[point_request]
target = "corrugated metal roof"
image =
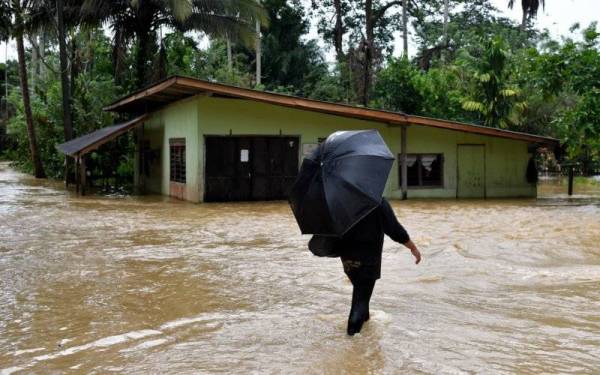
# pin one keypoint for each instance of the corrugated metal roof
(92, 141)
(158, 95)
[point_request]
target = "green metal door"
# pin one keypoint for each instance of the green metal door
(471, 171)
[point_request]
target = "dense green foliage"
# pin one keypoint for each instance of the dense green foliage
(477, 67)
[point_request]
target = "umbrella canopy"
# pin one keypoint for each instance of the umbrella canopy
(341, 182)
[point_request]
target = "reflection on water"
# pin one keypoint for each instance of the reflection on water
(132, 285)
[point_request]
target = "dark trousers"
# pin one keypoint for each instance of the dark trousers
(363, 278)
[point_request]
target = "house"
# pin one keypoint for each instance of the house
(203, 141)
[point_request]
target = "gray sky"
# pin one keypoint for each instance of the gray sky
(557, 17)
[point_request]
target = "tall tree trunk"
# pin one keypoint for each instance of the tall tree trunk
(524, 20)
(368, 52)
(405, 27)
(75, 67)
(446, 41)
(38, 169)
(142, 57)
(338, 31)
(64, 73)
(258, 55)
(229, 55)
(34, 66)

----

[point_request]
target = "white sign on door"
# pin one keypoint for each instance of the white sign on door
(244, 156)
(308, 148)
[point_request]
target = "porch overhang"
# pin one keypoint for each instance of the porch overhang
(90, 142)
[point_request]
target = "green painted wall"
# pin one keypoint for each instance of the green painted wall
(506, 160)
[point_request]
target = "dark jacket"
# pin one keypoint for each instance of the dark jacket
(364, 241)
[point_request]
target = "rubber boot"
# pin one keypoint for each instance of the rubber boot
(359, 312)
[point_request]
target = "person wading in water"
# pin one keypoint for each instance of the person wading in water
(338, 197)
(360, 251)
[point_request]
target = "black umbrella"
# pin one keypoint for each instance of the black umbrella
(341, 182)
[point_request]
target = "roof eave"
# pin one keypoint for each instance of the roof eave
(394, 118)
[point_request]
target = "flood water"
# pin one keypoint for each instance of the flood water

----

PROBLEM REQUIREMENTS
How many of the lines above contain the word "dark"? Reply with the number alone.

REPLY TO THE TASK
4